Dataset rows showing where objects appear:

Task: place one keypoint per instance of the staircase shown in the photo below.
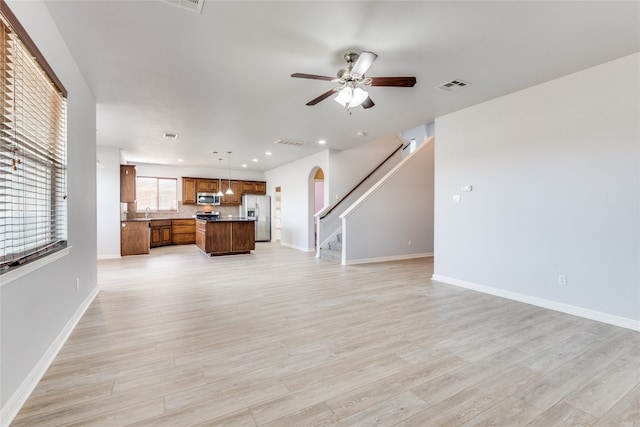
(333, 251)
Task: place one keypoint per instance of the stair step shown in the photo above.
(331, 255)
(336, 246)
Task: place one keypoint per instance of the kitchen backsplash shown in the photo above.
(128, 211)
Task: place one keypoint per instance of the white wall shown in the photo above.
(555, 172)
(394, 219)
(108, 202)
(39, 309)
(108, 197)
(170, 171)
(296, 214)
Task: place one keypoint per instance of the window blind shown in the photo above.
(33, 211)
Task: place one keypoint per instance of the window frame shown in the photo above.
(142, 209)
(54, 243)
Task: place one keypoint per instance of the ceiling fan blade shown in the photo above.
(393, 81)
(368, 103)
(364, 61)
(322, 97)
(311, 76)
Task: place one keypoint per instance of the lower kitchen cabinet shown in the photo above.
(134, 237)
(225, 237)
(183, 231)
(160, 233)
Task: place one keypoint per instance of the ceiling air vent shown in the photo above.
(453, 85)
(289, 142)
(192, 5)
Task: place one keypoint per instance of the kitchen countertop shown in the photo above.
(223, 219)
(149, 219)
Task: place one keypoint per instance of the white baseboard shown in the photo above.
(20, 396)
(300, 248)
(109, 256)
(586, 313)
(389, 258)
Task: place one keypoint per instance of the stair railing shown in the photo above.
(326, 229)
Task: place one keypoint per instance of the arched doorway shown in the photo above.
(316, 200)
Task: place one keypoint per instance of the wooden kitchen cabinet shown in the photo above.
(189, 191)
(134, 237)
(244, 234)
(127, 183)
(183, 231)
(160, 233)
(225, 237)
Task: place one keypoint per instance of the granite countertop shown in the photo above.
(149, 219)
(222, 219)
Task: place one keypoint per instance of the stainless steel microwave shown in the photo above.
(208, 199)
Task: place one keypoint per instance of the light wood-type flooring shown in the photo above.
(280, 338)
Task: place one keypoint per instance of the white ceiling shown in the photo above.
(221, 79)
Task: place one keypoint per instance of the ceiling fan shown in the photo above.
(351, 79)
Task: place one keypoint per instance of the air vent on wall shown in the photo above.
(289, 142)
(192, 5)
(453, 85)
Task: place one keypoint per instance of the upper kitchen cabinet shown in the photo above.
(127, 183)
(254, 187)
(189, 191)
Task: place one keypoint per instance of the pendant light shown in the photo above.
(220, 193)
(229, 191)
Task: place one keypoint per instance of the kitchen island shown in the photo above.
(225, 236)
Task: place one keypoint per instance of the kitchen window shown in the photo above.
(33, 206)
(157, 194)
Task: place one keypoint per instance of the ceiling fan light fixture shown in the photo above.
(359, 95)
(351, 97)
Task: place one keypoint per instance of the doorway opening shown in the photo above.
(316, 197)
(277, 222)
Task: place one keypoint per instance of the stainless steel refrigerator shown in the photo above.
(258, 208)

TASK OBJECTIVE: Return the records verbatim from the line containing "refrigerator shown in the photo above." through the end of the records, both ends included.

COMPLETED TASK:
Task: place one keypoint per instance of the stainless steel refrigerator shown in the photo above.
(258, 208)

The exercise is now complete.